THE DATA:
######

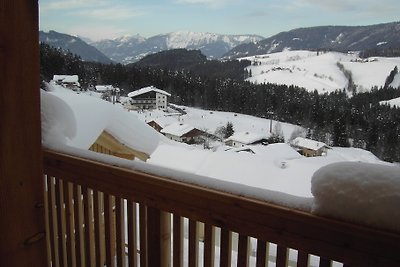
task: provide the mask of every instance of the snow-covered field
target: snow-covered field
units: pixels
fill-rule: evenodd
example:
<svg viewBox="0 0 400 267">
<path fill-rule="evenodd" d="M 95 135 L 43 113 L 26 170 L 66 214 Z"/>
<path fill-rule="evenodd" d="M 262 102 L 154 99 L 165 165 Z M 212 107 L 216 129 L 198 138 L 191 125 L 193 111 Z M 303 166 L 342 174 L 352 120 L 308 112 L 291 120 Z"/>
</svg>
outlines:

######

WORK ORDER:
Each record above should be repeated exactly, please, without pictures.

ANSWER FOR THE TASK:
task: provide the mask of every instance of the snow-covered field
target: snow-covered field
units: pixels
fill-rule: evenodd
example:
<svg viewBox="0 0 400 267">
<path fill-rule="evenodd" d="M 95 135 L 43 113 L 26 170 L 66 214 Z"/>
<path fill-rule="evenodd" d="M 262 102 L 154 99 L 165 165 Z M 212 107 L 216 129 L 198 138 L 191 125 L 193 111 Z M 303 166 L 342 174 L 352 120 L 308 112 L 291 120 Z"/>
</svg>
outlines:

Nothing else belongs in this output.